◆ Written tasks
1) In the passage on Perl regex speed, which two characters provide anchoring?
2) Summarize the passage on Perl regex speed in two sentences.
3) List every single character that the passage on Perl regex speed names as a regex symbol.

◆ Given passage
^^^^^^^^
The Perl regex runtime runs much quicker when working with 'fixed' or 'anchored' substrings rather than 'floated' substrings. A substring is fixed when you can lock it to a certain place in the source string. Both '^' and '$' provide that anchoring. However, when you use alternation '|', the compiler doesn't recognize the choices as fixed, so it uses less optimized code to scan the whole string. And at the end of the process, looking for fixed strings twice is much, much faster than looking for a floating string once. On a related note, reading perl's regcomp.c will make you go blind.
^^^^^^^^
◆ Extracted material
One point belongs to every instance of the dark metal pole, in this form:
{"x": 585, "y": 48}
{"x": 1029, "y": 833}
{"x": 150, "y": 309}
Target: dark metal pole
^^^^^^^^
◆ The solutions
1) The '^' and '$' characters provide anchoring.

2) Perl's regex runtime works much faster with fixed or anchored substrings, which are locked to a certain place in the source string by '^' or '$', than with floated ones. With alternation '|' the compiler does not treat the choices as fixed and scans the whole string with less optimized code, so searching for fixed strings twice is much faster than searching for a floating string once.

3)
- '^'
- '$'
- '|'